§ **EXCERPT PROVIDED**:

○ ○ ○ ○

It was no surprise to see, amidst the outpouring of sympathy and praise following the recent death of David Bowie, that several London cinemas intended to honour the legendary artist by arranging screenings of his film work. Bowie never committed to film in the same way he did music, and his impact on the latter was undeniably more memorable. He will never be regarded as a ‘great actor’ and the argument that the roles he took simply involved him transmitting his preternatural charisma to the screen will never go away. But he did, over the course of his long career in the arts, turn in some interesting, provocative, and undeniably (certainly in the case of the Jim Henson 1986 puppet film Labyrinth) crowd-pleasing performances.
This weekend though it was to one of his more unconventional turns in front of the camera that the East London-based Genesis Cinema turned, in order to pay tribute to Bowie. In aid of Cancer Research UK, the Genesis screened a sold-out show of the 1976 Nicholas Roeg sci-fi drama The Man Who Fell To Earth, alongside live music and DJ’s spinning Bowie’s greatest hits late into the night.
The film, which stars Bowie as the extremely pale, and extremely thin ‘Thomas Jerome Newton’, an alien visitor to our planet disguised as a billionaire tech inventor, is perhaps the best example of the unearthly qualities Bowie could bring to the screen. The BBC’s Alan Yentob was actually responsible for getting the singer this proper first feature-film role, after director Nicolas Roeg watched the 1974 documentary Cracked Actor. In that documentary, Bowie is captured at perhaps his most exotic; rake-thin and with a shock of bleached orange hair. Notoriously, his drug use had become epic by that point, further enhancing his air of odd detachment, as well as that extremely gaunt appearance. Roeg was fascinated by the possibilities of using Bowie as the POV character in a film about an alien lost in modern Earth.

○ ○ ○ ○

§ **RECORD EXCERPTS**:
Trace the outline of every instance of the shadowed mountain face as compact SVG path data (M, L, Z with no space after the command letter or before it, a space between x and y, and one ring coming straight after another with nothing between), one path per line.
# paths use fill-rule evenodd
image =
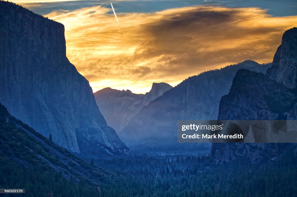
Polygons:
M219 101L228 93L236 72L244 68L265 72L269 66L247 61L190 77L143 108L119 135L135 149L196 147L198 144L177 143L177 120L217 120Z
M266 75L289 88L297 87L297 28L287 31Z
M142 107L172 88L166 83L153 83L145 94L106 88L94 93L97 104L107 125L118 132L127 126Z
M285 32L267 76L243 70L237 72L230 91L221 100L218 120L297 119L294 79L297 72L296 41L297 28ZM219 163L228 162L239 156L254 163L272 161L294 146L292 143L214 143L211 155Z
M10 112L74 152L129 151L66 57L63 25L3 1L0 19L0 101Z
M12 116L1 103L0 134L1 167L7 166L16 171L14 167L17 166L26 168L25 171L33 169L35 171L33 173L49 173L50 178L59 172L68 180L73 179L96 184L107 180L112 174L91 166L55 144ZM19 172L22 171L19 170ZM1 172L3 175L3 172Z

○ ○ ○ ○

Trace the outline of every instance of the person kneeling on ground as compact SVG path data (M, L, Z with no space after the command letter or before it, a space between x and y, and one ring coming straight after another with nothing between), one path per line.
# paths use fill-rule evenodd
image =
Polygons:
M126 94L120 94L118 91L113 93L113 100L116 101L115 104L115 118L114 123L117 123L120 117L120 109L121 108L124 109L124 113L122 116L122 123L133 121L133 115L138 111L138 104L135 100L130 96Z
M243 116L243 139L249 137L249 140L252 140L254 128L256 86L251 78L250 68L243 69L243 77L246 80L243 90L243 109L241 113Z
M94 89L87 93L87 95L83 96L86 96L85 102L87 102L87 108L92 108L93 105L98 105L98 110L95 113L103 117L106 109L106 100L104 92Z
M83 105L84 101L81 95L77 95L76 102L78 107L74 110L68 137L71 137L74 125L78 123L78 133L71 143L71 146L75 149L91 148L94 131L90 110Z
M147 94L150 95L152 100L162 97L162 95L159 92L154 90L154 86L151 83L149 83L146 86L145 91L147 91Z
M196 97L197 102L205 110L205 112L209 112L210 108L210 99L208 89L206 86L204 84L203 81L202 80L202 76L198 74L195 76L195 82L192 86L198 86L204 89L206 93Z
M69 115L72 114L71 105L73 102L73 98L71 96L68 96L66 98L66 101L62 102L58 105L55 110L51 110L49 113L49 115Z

○ ○ ○ ○

§ **PROMPT A**:
Name every film or documentary title mentioned in the article on the Bowie tribute screening.
§ **PROMPT B**:
Reproduce word for word the part of the article on the Bowie tribute screening from "This weekend though" up to and including "into the night.".
§ **PROMPT C**:
Carry the article on the Bowie tribute screening forward from its last sentence.
The records come from a separate source.

§ **ANSWER A**:
Labyrinth
The Man Who Fell To Earth
Cracked Actor

§ **ANSWER B**:
This weekend though it was to one of his more unconventional turns in front of the camera that the East London-based Genesis Cinema turned, in order to pay tribute to Bowie. In aid of Cancer Research UK, the Genesis screened a sold-out show of the 1976 Nicholas Roeg sci-fi drama The Man Who Fell To Earth, alongside live music and DJ’s spinning Bowie’s greatest hits late into the night.

§ **ANSWER C**:
As stranded alien Thomas Jerome Newton, seeking to transport water back to his parched planet, Bowie apparently required little physical transformation, even though its not clear how much directing he actually took or ‘acting’ he actually was able to do given his diet of cocaine at the time. But the film is striking in other ways too, particularly how the script, cinematography and sound mix make the world around Bowie, particularly 1970s New Mexico, ironically more strange than the extraterrestrial main character. Skewed camera angles, a character roster full of American eccentrics, endless rows of TVs (Newton becomes a TV junkie, as well an alchoholic) and a soundtrack laced with electronic quirks, all make this new America of cheap booze and cable TV appear like another planet itself. Despite being far superior to us in terms of intelligence, Newton’s quest ultimately grinds to a halt because our own planet freaks him out so much, to the point where he is reduced to yelling “get out of my mind’ as he lies before a bank of TVs in his suite, unable to resist the allure of a device which fascinates him even if, as he muses, “it never tells you anything”.
The Genesis were fortunate to be able to screen this strange but captivating film, given reports surfaced soon after Bowie’s death that the UK distributors were not likely to allow screenings due to a desire to re-release the film in the near-future. Until that day, those wanting to see what happened when Bowie collided with the dystopian sci-fi sub-genre, are advised to look around retailers like Amazon, where previous bluray releases and VOD options can be found.